→ Exercise goal
Your task is to print all of the material verbatim.

→ Material for this exercise
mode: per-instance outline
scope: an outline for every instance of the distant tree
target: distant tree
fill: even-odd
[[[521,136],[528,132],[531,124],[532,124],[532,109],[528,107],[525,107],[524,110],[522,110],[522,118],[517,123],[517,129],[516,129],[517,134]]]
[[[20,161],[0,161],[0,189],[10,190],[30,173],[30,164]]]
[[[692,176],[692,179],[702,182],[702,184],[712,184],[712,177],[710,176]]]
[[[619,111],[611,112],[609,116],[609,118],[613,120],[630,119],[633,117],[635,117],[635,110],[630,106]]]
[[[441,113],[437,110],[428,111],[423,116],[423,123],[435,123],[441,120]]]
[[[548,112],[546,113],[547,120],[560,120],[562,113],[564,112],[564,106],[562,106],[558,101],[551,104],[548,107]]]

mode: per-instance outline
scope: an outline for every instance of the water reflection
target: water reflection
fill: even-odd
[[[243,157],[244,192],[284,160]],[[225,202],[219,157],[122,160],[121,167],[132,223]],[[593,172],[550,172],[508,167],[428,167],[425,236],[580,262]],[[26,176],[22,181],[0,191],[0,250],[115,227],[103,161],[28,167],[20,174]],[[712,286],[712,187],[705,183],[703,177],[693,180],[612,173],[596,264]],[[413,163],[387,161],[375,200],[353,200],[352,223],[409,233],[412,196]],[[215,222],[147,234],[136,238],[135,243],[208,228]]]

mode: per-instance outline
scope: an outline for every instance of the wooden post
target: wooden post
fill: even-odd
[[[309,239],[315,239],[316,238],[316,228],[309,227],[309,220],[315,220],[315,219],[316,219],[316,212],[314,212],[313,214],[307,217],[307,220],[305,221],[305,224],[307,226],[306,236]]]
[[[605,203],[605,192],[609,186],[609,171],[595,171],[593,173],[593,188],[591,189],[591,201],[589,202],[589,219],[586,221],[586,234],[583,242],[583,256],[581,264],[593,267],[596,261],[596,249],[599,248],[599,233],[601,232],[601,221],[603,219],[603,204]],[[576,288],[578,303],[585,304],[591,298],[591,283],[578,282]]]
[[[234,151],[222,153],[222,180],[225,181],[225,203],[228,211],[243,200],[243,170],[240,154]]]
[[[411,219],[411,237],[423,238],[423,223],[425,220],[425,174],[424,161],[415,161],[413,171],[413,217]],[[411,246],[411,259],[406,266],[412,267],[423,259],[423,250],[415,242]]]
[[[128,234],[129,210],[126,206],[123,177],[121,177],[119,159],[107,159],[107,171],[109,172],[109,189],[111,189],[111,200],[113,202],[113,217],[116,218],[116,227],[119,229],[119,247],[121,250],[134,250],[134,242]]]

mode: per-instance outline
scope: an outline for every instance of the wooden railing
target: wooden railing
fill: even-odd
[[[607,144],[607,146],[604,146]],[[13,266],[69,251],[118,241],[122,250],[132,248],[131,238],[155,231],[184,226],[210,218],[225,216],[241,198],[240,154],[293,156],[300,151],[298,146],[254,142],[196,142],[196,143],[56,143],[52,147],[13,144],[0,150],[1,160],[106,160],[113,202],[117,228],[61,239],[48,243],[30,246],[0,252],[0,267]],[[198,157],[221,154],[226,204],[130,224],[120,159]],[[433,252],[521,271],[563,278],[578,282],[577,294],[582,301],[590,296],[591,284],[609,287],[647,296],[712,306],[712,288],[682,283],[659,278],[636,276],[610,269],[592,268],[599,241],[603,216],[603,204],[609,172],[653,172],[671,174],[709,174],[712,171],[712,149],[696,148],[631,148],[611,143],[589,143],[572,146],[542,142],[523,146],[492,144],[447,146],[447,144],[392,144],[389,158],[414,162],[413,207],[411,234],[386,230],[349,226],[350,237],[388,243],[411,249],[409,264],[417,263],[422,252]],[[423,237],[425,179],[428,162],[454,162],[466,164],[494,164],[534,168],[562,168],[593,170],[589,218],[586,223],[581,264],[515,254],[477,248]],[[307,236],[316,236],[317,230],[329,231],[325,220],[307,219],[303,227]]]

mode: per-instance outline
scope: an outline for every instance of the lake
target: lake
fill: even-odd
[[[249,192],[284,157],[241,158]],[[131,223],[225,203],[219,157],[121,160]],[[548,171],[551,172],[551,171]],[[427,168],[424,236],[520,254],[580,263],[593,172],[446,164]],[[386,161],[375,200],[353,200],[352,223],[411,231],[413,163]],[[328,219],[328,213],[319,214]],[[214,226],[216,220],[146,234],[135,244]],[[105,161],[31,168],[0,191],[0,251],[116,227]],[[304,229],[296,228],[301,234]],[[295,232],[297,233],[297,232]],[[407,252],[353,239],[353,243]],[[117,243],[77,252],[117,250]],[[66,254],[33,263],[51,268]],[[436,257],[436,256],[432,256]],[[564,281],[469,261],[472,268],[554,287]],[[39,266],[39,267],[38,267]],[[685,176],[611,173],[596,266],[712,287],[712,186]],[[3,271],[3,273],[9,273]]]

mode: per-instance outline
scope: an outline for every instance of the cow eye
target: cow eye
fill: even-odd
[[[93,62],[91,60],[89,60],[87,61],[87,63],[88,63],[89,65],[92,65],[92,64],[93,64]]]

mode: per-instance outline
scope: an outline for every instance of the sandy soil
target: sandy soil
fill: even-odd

→ Task result
mode: per-instance outline
scope: an outline for every instance of the distant tree
target: distant tree
fill: even-odd
[[[521,136],[528,132],[531,124],[532,124],[532,109],[528,107],[525,107],[524,110],[522,110],[522,118],[517,123],[517,129],[516,129],[517,134]]]
[[[20,161],[0,161],[0,189],[10,190],[30,173],[30,164]]]
[[[692,176],[692,179],[702,182],[702,184],[712,184],[712,177],[710,176]]]
[[[619,111],[611,112],[609,116],[609,118],[613,120],[630,119],[633,117],[635,117],[635,110],[630,106]]]
[[[441,113],[437,110],[428,111],[423,116],[423,123],[435,123],[441,120]]]
[[[548,112],[546,113],[547,120],[560,120],[562,113],[564,112],[564,106],[562,106],[558,101],[551,104],[548,107]]]

mode: per-instance outline
scope: an outline for every instance of the water reflection
target: water reflection
fill: even-odd
[[[243,157],[244,192],[284,160]],[[225,202],[219,157],[122,160],[121,167],[132,223]],[[593,172],[550,172],[508,167],[428,167],[425,236],[580,262]],[[26,176],[22,181],[0,191],[0,250],[115,227],[103,161],[28,167],[20,174]],[[712,286],[712,187],[705,183],[703,177],[693,180],[612,173],[596,264]],[[413,163],[387,161],[375,200],[353,200],[352,223],[409,233],[412,196]],[[215,222],[147,234],[136,238],[135,243],[208,228]]]

mode: per-instance outline
scope: an outline for every instance of the wooden post
target: wooden post
fill: even-odd
[[[309,239],[315,239],[316,238],[316,228],[309,227],[309,220],[315,220],[315,219],[316,219],[316,212],[314,212],[313,214],[307,217],[307,220],[305,221],[305,224],[307,226],[306,236]]]
[[[605,203],[605,192],[609,186],[609,171],[595,171],[593,173],[593,188],[591,189],[591,201],[589,202],[589,219],[586,221],[586,234],[583,242],[583,256],[581,264],[593,267],[596,261],[596,249],[599,248],[599,233],[601,232],[601,221],[603,219],[603,204]],[[576,288],[578,303],[585,304],[591,298],[591,283],[578,282]]]
[[[234,151],[222,153],[222,180],[225,181],[225,203],[228,211],[243,200],[243,170],[240,154]]]
[[[411,219],[411,237],[423,238],[423,223],[425,220],[425,174],[424,161],[415,161],[413,171],[413,217]],[[411,246],[411,259],[406,266],[412,267],[423,259],[423,250],[415,242]]]
[[[128,234],[129,210],[126,206],[123,177],[121,177],[119,159],[107,159],[107,171],[109,172],[109,189],[111,189],[111,200],[113,202],[113,217],[116,218],[116,227],[119,229],[119,247],[121,250],[134,250],[134,242]]]

mode: per-instance outline
scope: an outline for every instance of the wooden railing
target: wooden railing
fill: even-odd
[[[607,144],[607,146],[604,146]],[[13,266],[69,251],[118,241],[122,250],[132,248],[131,238],[155,231],[184,226],[210,218],[225,216],[241,198],[240,154],[293,156],[300,151],[298,146],[254,142],[196,142],[196,143],[56,143],[52,147],[13,144],[0,150],[1,160],[106,160],[113,202],[117,228],[61,239],[48,243],[30,246],[0,252],[0,267]],[[198,157],[221,154],[226,204],[130,224],[120,159]],[[433,252],[521,271],[563,278],[578,282],[577,294],[582,301],[590,296],[591,284],[609,287],[647,296],[712,306],[712,288],[682,283],[659,278],[636,276],[610,269],[592,268],[599,241],[603,216],[603,204],[609,172],[653,172],[671,174],[709,174],[712,171],[712,149],[696,148],[631,148],[611,143],[589,143],[572,146],[542,142],[523,146],[492,144],[447,146],[447,144],[392,144],[389,158],[414,162],[413,207],[411,234],[386,230],[349,226],[350,237],[388,243],[411,249],[409,264],[417,263],[422,252]],[[423,237],[425,179],[428,162],[454,162],[466,164],[494,164],[534,168],[562,168],[593,170],[589,218],[586,223],[581,264],[515,254],[477,248]],[[307,236],[316,236],[317,230],[329,231],[325,220],[307,219],[303,227]]]

mode: per-instance outline
scope: an outline for every instance of the lake
target: lake
fill: even-odd
[[[249,192],[284,157],[241,158]],[[131,223],[225,203],[219,157],[121,160]],[[548,171],[551,172],[551,171]],[[427,168],[424,236],[520,254],[580,263],[593,172],[446,164]],[[386,161],[375,200],[353,200],[352,223],[411,231],[413,163]],[[328,219],[328,213],[319,214]],[[214,226],[216,220],[146,234],[135,244]],[[105,161],[31,168],[0,191],[0,251],[116,227]],[[304,229],[296,228],[301,234]],[[295,232],[297,233],[297,232]],[[407,252],[353,239],[353,243]],[[117,243],[77,252],[117,250]],[[66,254],[33,263],[51,268]],[[436,257],[436,256],[432,256]],[[564,281],[469,261],[472,268],[554,287]],[[39,266],[39,267],[38,267]],[[685,176],[611,173],[596,266],[712,287],[712,186]],[[3,271],[3,273],[9,273]]]

mode: per-instance outline
scope: an outline for every instance of the cow eye
target: cow eye
fill: even-odd
[[[93,62],[91,60],[89,60],[87,61],[87,63],[88,63],[89,65],[92,65],[92,64],[93,64]]]

mode: per-instance outline
scope: an outline for every instance of the sandy soil
target: sandy soil
fill: even-odd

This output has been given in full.